Page text:
- Born: May 11, 1923 Evanston, Illinois, U.S.
- Died: December 26, 2021 (aged 98) Ithaca, New York, U.S.
- Education: University of Nebraska (BS, 1943 MS, 1947) Cornell University (PhD, 1950) University of Iowa (PostDoc)
- Known for: Gas chromatography–mass spectrometry Electron-capture dissociation McLafferty rearrangement
- Awards: ACS Award in Chemical Instrumentation (1971) Fisher Award (1981) Member of the National Academy of Sciences (1982) William H. Nichols Medal (1984) Oesper Award (1985) Sir J.J. Thomson Gold Medal (1985) Field and Franklin Award (1989) ASMS Distinguished Contribution in Mass Spectrometry Award (2003) Lavoisier Medal (2004)
- Scientific career
- Fields: Chemist
- Workplaces: Purdue University Cornell University
- Doctoral students: I. Jonathan Amster; Neil Kelleher;

= Fred McLafferty =

American chemist (1923–2021)

Fred Warren McLafferty (May 11, 1923 − December 26, 2021) was an American chemist known for his work in mass spectrometry. He is best known for the McLafferty rearrangement reaction that was observed with mass spectrometry. With Roland Gohlke, he pioneered the technique of gas chromatography–mass spectrometry. He is also known for electron-capture dissociation, a method of fragmenting gas-phase ions.

==Early life and education==
Fred McLafferty was born in Evanston, Illinois in 1923, but attended grade school in Omaha, Nebraska, graduating from Omaha North High School in 1940. The urgent requirements of World War II accelerated his undergraduate studies at the University of Nebraska; he obtained his B.S. degree in 1943 and thereafter entered the US armed forces. He served in western Europe during the invasion of Germany and was awarded the Combat Infantryman Badge, a Purple Heart, five Bronze Star Medals and a Presidential Unit Citation.

Objective A: Show every row below that contains the string "walnut", copying each one in full.

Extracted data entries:
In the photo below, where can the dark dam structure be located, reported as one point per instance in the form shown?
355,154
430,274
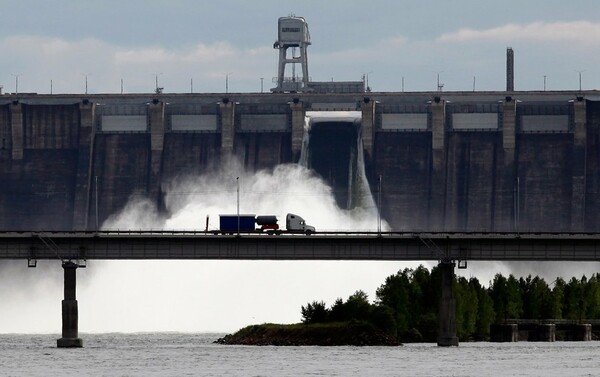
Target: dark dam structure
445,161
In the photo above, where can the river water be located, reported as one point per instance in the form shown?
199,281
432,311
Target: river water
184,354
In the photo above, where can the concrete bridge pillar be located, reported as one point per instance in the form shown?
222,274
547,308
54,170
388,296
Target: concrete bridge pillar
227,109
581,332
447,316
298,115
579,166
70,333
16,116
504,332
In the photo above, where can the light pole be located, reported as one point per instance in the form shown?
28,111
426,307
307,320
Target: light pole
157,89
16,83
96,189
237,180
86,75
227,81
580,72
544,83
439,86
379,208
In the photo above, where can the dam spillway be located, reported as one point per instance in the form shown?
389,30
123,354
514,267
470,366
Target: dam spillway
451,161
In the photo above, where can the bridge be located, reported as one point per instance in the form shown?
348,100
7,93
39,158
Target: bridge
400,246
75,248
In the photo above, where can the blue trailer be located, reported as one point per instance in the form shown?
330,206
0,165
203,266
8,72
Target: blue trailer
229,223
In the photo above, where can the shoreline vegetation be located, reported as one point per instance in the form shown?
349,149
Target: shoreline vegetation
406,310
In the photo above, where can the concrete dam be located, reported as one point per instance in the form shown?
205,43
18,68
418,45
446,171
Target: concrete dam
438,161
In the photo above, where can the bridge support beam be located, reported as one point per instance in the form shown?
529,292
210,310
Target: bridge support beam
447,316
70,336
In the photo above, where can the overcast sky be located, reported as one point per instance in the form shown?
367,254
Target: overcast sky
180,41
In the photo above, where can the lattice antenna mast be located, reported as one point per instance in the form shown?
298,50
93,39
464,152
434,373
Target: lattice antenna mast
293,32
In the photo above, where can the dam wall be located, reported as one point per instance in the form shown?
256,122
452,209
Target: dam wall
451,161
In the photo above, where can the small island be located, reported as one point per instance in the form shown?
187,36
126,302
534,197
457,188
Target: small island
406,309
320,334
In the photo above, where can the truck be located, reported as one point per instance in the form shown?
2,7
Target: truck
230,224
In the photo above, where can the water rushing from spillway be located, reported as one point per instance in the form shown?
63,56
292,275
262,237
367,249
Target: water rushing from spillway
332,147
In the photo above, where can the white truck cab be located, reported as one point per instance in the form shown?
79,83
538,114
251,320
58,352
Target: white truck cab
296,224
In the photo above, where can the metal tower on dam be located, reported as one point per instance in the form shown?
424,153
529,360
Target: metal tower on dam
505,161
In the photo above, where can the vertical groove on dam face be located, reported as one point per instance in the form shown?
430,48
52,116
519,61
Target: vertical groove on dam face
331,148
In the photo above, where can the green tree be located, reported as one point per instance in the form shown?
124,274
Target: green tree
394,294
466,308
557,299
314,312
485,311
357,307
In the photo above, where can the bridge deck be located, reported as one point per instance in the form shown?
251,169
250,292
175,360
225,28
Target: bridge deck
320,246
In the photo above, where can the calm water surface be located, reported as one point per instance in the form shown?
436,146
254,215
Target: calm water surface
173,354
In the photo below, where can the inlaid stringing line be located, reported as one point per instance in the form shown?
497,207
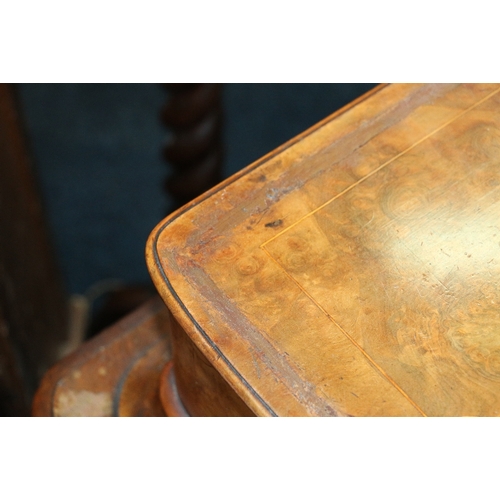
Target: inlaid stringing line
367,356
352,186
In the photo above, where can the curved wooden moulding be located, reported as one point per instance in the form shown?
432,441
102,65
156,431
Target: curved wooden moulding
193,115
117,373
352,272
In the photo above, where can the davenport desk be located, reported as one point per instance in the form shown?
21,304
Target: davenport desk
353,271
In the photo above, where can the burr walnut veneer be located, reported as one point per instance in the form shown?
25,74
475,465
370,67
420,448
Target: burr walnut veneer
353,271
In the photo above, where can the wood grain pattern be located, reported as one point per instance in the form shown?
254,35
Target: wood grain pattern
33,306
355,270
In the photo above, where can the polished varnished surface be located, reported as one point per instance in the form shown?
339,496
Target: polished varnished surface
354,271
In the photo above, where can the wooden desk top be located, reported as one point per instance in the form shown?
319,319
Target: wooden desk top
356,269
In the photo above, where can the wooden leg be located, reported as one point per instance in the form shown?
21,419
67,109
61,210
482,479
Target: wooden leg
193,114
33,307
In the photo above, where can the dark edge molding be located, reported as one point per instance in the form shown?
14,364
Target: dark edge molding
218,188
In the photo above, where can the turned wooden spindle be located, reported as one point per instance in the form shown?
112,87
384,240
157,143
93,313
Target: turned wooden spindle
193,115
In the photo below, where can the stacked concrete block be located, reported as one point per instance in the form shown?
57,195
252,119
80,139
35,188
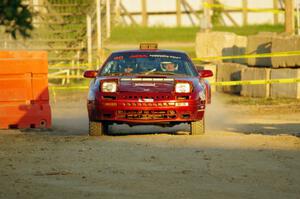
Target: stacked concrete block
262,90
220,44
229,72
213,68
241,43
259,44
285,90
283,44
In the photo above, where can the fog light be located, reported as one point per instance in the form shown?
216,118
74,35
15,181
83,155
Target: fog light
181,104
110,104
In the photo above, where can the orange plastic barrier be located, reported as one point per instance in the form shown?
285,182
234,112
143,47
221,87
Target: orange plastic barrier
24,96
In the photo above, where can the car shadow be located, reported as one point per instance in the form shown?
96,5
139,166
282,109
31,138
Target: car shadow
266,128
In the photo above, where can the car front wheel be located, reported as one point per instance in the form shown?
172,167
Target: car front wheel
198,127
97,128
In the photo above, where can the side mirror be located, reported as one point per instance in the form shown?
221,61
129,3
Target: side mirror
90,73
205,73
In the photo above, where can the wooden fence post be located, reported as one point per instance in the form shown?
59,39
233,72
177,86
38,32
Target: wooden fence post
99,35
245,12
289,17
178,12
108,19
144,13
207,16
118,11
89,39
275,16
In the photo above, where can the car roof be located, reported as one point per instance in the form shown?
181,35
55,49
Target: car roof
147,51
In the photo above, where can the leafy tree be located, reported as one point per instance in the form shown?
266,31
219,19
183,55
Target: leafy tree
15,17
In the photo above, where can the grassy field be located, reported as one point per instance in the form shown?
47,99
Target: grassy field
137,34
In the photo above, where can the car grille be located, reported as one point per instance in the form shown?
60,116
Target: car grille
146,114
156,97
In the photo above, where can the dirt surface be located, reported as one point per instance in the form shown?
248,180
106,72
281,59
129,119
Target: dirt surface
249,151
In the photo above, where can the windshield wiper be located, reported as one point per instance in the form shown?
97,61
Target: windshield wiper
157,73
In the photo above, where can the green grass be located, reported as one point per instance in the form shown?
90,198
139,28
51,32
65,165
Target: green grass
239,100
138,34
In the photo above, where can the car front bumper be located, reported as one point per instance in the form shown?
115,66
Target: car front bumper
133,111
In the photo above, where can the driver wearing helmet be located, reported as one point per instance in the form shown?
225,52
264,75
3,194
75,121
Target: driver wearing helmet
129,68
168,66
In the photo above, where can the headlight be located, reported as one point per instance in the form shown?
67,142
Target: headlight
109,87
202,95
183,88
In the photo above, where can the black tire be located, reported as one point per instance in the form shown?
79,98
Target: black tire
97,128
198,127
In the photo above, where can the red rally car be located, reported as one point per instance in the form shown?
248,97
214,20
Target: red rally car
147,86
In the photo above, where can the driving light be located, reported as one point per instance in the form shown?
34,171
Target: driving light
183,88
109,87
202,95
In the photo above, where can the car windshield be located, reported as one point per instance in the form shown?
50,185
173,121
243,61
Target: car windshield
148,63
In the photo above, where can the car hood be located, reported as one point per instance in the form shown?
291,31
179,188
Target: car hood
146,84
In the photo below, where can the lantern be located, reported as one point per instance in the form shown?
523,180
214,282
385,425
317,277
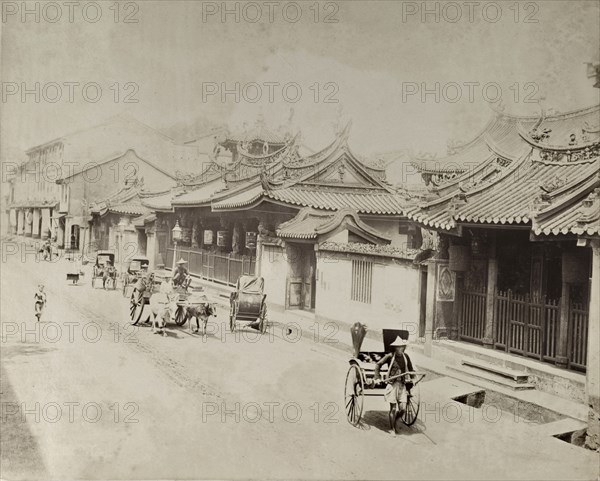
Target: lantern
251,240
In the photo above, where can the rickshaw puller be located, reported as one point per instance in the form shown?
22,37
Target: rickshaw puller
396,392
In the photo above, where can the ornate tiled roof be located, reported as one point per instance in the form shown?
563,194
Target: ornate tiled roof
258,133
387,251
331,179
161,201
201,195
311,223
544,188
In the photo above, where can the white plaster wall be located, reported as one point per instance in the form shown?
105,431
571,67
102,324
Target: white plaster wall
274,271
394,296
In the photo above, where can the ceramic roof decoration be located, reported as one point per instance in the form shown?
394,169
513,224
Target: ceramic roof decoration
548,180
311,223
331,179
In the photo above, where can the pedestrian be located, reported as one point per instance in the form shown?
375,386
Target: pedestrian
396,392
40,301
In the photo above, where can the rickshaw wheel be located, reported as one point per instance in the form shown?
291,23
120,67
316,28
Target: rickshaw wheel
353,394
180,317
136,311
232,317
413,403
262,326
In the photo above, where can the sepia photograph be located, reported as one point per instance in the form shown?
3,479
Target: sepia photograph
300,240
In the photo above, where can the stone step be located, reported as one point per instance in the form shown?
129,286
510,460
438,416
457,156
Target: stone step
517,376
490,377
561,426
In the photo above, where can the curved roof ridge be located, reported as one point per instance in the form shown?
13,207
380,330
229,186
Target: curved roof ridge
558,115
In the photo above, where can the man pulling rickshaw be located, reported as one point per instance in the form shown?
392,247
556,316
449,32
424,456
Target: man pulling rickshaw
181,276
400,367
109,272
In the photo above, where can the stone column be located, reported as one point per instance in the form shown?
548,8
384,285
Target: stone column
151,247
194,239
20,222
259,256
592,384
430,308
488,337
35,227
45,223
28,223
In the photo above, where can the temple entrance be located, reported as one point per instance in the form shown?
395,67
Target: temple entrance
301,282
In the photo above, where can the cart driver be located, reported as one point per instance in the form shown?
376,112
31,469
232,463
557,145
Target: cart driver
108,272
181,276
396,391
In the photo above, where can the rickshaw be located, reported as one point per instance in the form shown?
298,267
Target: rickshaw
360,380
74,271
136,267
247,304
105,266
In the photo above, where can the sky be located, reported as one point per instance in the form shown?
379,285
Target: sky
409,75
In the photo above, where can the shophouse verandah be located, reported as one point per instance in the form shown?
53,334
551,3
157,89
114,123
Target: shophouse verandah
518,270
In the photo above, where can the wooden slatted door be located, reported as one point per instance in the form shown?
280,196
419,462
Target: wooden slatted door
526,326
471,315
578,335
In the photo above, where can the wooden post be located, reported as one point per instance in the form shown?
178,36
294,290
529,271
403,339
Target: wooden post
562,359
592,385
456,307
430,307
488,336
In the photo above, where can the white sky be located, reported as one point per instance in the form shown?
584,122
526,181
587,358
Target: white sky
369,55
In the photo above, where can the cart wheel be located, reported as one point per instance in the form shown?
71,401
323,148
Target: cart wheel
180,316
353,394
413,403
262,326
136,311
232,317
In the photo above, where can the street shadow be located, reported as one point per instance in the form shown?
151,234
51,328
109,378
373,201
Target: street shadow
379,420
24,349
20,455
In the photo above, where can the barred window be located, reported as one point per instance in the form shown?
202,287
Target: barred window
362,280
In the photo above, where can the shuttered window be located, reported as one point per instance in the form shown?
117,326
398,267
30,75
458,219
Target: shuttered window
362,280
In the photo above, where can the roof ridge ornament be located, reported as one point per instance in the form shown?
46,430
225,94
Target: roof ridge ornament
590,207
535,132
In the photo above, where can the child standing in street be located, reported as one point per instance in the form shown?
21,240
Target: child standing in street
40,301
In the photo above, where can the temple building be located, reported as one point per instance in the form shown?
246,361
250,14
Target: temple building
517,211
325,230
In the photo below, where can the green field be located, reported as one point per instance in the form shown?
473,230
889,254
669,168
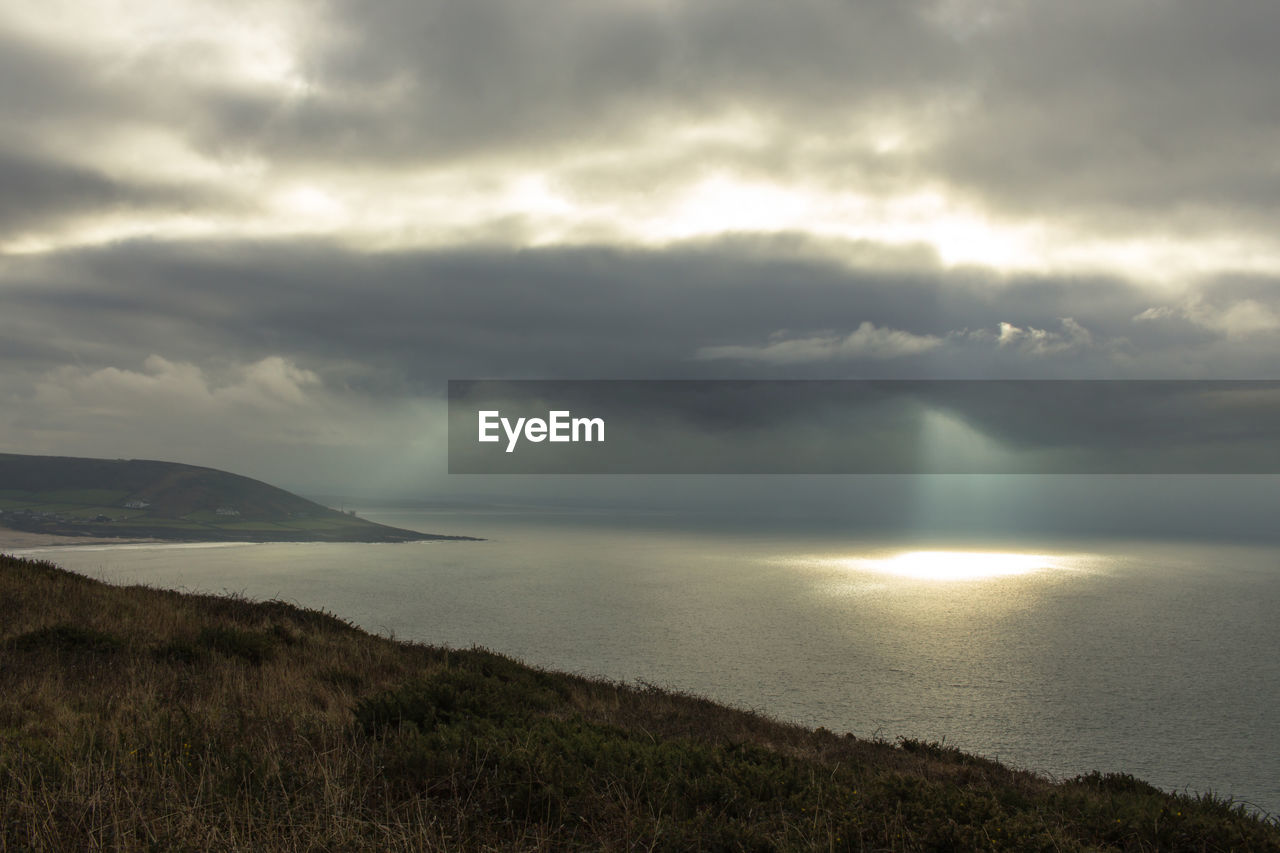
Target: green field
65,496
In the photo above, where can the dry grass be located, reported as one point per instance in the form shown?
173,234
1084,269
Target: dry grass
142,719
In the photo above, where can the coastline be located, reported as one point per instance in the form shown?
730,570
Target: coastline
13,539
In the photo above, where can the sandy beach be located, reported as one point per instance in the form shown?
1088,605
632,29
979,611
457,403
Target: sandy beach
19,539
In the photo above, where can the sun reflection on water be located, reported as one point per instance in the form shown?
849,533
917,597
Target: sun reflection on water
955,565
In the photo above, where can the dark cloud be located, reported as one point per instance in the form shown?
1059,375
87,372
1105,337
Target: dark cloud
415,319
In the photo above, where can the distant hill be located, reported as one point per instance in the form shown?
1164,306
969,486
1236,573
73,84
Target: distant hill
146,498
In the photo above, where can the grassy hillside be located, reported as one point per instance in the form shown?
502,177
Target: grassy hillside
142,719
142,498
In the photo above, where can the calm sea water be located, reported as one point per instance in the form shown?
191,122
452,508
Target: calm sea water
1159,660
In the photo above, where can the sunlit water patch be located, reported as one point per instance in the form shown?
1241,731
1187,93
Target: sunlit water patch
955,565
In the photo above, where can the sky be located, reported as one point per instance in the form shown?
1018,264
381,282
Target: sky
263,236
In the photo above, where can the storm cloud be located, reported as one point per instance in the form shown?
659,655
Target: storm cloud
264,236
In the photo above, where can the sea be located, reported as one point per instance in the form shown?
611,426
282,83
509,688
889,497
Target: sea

Objective B: According to the Fred McLafferty page, which high school did he graduate from, and in what year?

Full output A:
In the photo above, where can the burr walnut veneer be located, reported as one point per instance in the form shown?
Target: burr walnut veneer

Full output B: Omaha North High School, in 1940.